DOCUMENT EXCERPT:
********************

For the next decade and a half or so, the feedback loop I’ve described shifted into overdrive as fantasies of a future among the stars shaped the decisions of politicians and the public alike. By the time the Apollo program was well underway, staff at NASA was already sketching out the next generation of manned interplanetary spacecraft that would follow the Moon landing and cutting blueprints for the probes that would begin the exploration of the solar system. That’s when things started to run off the rails that seemingly led to the stars, because the solar system revealed by those probes turned out to have very little in common with the "New Worlds for Man" that the fantasies required.

********************

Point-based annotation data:
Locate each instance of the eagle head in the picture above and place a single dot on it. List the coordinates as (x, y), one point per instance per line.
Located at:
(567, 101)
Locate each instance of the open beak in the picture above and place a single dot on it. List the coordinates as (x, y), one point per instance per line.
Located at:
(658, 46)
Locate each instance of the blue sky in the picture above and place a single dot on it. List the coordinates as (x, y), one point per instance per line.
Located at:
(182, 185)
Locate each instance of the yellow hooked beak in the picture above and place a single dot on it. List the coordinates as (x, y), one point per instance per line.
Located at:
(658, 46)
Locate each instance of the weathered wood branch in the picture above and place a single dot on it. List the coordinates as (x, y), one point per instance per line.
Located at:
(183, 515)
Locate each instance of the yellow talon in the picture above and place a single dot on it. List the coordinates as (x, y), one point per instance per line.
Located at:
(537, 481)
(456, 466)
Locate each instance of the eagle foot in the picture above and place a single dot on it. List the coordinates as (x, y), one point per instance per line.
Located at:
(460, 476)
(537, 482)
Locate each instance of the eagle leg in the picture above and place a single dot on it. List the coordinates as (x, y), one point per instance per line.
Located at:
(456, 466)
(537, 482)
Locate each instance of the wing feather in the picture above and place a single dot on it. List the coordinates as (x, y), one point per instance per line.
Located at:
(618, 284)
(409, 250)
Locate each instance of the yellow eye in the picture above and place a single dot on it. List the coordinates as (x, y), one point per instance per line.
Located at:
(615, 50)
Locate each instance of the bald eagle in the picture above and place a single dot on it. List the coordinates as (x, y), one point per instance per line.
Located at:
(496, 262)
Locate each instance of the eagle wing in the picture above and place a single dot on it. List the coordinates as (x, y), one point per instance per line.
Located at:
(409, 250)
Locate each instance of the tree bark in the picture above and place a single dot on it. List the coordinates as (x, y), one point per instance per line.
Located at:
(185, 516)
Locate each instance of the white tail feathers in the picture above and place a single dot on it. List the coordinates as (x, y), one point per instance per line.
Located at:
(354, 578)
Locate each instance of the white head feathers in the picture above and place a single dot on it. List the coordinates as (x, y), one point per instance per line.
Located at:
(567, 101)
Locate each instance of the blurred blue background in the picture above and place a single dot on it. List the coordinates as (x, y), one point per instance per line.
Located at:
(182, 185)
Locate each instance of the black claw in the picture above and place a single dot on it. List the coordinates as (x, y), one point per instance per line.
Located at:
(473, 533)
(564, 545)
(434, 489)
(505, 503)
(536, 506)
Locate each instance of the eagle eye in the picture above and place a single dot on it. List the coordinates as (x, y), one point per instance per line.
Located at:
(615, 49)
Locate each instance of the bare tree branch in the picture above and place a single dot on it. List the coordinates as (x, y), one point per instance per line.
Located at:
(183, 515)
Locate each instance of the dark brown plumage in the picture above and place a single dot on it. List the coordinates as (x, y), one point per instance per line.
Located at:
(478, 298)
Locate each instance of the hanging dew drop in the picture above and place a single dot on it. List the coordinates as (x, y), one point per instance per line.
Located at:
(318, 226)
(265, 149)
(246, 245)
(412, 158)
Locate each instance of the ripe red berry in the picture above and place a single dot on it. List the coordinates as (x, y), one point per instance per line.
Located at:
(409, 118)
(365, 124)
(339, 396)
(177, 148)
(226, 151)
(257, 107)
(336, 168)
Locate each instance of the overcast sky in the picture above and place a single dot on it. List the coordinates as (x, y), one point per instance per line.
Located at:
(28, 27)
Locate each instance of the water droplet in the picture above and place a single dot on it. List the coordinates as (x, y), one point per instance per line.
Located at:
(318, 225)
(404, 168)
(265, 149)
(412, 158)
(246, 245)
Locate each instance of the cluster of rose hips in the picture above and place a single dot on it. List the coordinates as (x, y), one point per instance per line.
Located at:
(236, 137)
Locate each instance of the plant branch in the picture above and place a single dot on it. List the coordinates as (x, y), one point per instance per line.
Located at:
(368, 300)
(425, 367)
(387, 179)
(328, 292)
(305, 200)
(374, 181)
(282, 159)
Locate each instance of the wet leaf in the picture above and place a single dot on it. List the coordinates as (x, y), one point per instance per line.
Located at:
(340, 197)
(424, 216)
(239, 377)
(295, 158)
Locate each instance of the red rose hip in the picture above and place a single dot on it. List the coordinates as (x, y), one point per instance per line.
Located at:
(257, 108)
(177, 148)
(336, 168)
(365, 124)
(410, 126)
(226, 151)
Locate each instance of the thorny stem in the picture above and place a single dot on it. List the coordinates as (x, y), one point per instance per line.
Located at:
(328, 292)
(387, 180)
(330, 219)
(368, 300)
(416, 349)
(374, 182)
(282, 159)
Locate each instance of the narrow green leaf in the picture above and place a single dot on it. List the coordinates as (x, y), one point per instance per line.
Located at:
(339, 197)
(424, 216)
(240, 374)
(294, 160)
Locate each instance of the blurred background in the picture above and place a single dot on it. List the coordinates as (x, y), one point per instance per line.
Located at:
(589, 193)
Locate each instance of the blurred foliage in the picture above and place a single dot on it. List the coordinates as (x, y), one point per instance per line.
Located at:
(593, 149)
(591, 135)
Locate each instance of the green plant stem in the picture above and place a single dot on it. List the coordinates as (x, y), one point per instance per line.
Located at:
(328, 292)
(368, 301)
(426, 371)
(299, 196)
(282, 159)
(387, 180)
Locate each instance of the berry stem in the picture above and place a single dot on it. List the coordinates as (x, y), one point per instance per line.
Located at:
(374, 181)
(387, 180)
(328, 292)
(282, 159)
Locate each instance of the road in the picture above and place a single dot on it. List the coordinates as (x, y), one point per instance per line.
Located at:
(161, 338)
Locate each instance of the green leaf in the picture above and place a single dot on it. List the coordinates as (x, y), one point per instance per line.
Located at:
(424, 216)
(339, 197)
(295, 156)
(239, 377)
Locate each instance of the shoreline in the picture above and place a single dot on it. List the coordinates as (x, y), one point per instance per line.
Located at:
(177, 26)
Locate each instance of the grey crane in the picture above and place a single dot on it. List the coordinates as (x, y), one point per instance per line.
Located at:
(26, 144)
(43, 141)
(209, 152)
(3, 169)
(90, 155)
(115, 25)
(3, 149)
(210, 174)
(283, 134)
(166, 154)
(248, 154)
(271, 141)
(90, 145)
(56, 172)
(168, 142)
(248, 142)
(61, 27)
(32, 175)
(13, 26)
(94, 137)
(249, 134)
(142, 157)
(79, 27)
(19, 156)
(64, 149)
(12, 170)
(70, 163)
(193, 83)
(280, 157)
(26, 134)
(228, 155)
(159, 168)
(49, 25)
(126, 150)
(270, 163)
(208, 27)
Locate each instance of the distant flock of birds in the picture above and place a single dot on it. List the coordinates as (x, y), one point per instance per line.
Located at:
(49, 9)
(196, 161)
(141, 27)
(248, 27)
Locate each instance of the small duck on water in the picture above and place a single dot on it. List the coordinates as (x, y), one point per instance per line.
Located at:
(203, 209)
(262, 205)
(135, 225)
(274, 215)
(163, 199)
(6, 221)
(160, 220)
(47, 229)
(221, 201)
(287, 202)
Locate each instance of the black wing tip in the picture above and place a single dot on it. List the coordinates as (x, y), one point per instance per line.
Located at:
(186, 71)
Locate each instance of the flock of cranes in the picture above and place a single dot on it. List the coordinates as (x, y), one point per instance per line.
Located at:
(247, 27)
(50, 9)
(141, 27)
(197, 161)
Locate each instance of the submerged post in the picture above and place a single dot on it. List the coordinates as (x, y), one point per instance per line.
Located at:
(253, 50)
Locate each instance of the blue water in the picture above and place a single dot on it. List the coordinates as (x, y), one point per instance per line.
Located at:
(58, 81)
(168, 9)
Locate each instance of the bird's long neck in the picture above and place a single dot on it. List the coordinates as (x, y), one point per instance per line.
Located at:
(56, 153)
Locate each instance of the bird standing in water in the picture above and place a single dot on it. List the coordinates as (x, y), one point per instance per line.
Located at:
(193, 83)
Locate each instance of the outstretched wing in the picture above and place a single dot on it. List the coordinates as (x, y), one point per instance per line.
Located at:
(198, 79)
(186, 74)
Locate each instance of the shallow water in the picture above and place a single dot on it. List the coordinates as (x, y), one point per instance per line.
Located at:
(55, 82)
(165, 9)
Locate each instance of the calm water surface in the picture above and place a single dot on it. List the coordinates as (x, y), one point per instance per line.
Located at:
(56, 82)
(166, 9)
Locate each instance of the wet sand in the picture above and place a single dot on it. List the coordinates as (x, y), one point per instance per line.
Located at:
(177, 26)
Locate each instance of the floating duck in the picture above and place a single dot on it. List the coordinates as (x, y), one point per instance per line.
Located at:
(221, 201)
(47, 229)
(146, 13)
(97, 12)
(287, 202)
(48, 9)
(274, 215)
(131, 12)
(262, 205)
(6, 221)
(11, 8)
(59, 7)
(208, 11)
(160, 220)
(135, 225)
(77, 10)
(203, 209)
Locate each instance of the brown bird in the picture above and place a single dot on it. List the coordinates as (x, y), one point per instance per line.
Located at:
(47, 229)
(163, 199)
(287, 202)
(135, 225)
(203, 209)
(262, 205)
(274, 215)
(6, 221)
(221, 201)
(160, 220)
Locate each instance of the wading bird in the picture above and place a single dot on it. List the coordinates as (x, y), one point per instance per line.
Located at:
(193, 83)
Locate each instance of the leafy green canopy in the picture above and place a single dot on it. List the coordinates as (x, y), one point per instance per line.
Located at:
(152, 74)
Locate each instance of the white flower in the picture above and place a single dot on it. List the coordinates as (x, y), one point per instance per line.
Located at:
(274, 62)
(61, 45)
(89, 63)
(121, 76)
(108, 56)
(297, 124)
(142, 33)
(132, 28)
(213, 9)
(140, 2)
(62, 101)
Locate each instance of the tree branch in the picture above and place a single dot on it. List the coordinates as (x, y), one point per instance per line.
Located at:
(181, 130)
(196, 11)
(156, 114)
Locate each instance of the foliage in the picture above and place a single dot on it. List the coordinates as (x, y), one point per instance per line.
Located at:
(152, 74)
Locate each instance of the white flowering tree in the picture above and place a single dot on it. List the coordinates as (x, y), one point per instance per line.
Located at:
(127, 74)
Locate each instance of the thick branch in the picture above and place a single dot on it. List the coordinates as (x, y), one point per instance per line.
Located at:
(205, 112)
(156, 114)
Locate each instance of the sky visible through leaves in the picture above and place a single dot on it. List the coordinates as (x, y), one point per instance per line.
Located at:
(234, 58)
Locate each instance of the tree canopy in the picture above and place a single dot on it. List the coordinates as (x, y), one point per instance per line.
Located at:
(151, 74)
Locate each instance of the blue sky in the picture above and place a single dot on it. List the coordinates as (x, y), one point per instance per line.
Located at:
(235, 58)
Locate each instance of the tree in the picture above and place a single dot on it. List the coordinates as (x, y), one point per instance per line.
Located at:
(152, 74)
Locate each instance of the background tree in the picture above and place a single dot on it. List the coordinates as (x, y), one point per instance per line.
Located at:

********************

SET OF TASKS:
1. From the passage on space exploration, reproduce the text starting with "For the next" and going on through "the fantasies required.".
2. According to the passage on space exploration, what did the solar system revealed by the probes turn out to have very little in common with?

SOLUTIONS TO EACH TASK:
1.
For the next decade and a half or so, the feedback loop I’ve described shifted into overdrive as fantasies of a future among the stars shaped the decisions of politicians and the public alike. By the time the Apollo program was well underway, staff at NASA was already sketching out the next generation of manned interplanetary spacecraft that would follow the Moon landing and cutting blueprints for the probes that would begin the exploration of the solar system. That’s when things started to run off the rails that seemingly led to the stars, because the solar system revealed by those probes turned out to have very little in common with the "New Worlds for Man" that the fantasies required.

2. The "New Worlds for Man" that the fantasies required.